=== Begin Enclosure ===
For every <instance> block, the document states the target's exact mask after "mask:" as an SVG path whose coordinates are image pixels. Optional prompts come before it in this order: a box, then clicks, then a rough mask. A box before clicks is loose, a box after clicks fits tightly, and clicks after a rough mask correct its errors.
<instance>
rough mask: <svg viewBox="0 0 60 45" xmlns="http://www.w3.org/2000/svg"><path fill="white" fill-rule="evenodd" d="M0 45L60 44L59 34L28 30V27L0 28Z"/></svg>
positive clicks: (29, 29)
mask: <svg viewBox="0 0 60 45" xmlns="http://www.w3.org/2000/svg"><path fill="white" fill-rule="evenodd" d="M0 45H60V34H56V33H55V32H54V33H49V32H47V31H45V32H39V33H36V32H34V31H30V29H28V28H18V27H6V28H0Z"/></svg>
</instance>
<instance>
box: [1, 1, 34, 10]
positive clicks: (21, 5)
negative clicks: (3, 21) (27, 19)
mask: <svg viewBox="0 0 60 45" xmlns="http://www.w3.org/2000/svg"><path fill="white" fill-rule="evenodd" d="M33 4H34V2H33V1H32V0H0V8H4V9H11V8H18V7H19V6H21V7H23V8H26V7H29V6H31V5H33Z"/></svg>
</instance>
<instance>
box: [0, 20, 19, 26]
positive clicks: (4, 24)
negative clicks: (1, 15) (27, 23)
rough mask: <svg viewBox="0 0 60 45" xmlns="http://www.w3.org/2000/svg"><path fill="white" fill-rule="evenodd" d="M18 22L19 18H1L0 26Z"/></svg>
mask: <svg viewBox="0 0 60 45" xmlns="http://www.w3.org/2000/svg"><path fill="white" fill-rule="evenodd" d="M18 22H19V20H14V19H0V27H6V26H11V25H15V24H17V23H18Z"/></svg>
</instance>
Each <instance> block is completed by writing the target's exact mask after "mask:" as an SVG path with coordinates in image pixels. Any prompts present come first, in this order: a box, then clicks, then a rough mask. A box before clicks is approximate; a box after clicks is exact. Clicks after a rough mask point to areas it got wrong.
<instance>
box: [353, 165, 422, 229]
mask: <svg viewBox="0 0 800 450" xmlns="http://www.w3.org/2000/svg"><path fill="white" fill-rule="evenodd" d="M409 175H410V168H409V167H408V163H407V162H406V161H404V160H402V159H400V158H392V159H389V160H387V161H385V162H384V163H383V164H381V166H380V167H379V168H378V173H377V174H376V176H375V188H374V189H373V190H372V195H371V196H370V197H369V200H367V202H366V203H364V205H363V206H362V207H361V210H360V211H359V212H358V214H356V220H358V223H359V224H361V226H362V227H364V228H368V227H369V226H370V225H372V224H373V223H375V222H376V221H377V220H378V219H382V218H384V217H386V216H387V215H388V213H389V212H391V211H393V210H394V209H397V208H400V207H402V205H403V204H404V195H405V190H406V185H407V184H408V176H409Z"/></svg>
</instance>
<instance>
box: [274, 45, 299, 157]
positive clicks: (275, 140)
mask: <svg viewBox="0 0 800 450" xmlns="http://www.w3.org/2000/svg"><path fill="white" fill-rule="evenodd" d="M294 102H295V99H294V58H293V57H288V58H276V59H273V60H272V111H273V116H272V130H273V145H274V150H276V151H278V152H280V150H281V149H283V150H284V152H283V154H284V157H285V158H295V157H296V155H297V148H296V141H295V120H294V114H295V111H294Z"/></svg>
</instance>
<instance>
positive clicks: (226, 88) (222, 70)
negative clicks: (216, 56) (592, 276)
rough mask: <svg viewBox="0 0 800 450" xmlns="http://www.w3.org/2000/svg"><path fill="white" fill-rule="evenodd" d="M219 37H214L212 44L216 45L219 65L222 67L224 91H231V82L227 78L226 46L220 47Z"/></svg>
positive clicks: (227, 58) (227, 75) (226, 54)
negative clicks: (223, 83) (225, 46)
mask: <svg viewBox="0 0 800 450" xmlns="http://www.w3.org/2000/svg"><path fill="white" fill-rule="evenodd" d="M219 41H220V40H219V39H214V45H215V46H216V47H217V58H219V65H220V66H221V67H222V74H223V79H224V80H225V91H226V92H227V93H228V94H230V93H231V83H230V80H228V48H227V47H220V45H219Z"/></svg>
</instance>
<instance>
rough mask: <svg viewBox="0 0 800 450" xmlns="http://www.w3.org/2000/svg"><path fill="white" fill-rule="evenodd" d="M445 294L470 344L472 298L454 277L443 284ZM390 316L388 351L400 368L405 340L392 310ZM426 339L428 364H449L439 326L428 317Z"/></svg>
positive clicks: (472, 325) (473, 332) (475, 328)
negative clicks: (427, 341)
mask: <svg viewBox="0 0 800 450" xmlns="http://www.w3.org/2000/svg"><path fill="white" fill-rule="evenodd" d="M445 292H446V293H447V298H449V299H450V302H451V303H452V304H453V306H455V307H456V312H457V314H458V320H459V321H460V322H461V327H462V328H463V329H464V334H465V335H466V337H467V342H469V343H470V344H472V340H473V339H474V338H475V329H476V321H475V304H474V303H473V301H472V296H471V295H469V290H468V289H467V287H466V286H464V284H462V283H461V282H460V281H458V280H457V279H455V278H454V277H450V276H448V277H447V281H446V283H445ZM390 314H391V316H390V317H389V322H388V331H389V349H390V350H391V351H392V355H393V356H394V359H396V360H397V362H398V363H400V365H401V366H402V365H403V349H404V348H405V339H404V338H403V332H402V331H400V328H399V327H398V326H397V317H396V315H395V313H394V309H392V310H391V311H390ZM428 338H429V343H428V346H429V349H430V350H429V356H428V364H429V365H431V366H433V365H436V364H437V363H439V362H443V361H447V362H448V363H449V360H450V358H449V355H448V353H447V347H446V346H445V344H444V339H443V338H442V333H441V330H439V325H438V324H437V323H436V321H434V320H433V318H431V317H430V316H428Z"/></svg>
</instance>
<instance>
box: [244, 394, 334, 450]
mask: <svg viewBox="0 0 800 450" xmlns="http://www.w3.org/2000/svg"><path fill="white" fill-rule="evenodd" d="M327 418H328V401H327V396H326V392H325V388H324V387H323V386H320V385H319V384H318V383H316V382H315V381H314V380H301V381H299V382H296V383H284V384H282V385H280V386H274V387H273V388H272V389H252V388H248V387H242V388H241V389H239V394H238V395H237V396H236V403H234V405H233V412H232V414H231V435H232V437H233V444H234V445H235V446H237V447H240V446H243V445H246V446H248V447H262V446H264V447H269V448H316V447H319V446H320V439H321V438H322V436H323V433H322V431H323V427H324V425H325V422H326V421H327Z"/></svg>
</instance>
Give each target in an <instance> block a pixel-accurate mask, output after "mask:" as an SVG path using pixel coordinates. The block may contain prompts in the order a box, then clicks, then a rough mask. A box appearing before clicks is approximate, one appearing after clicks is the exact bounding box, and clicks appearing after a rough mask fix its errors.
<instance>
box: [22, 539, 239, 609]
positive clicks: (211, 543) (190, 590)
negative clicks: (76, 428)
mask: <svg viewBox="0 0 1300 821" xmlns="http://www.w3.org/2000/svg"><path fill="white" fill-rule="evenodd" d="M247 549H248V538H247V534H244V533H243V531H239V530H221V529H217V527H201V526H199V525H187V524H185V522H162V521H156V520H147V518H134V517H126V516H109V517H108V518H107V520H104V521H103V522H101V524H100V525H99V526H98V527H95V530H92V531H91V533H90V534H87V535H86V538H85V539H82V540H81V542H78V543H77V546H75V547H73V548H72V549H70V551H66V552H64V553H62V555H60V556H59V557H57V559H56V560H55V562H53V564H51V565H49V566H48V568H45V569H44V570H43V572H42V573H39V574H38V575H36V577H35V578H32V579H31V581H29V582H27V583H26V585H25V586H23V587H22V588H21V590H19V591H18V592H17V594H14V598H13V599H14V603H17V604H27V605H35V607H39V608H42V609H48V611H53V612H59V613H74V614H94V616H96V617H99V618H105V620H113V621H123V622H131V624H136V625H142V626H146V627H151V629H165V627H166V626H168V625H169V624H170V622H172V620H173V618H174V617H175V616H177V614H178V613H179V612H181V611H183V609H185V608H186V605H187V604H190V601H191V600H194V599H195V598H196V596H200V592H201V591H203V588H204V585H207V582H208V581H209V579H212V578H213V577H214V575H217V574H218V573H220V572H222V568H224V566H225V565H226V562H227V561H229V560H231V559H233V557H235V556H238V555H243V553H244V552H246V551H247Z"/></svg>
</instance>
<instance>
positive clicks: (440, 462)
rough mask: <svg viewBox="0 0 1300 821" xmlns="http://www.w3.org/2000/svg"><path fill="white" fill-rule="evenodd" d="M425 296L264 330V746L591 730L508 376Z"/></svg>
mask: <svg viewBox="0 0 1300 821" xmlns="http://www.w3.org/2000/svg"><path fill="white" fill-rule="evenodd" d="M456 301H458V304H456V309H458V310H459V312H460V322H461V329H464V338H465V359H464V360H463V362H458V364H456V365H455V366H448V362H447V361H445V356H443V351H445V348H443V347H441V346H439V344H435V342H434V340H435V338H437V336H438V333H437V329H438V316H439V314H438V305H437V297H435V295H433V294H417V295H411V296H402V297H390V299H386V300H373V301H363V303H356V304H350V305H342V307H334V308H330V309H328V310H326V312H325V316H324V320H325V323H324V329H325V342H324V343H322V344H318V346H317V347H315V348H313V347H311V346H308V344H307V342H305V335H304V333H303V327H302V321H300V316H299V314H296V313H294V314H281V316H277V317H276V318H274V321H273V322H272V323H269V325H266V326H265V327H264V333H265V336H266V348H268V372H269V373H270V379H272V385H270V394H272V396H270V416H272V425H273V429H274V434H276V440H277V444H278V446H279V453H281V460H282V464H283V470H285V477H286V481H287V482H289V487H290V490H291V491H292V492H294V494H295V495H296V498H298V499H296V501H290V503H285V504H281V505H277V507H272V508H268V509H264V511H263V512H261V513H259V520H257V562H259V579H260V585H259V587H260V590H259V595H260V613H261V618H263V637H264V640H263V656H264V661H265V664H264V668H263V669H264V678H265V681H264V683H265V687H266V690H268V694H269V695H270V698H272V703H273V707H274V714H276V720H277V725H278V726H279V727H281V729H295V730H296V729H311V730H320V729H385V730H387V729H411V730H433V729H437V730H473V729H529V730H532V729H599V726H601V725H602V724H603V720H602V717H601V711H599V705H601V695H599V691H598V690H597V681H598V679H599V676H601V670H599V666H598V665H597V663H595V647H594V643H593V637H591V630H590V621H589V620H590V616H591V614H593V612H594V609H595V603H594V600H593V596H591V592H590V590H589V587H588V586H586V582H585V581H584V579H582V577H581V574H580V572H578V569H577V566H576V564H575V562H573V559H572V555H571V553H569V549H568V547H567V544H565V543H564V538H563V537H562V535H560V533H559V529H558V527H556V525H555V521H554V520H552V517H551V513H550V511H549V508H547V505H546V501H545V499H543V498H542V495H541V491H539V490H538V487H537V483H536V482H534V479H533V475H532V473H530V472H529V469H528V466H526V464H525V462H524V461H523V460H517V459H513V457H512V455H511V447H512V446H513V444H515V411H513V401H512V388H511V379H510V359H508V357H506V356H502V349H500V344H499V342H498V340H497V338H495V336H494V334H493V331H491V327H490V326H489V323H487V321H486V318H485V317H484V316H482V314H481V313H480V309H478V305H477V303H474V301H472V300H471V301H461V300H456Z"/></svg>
=== End Enclosure ===
**Request**. List every line in the material above that contains the string "negative". Matching is case-sensitive.

**Solution**.
negative clicks: (3, 21) (27, 19)
negative clicks: (1, 15) (27, 23)
negative clicks: (216, 56) (592, 276)
negative clicks: (223, 83) (225, 46)
negative clicks: (427, 341)
negative clicks: (76, 428)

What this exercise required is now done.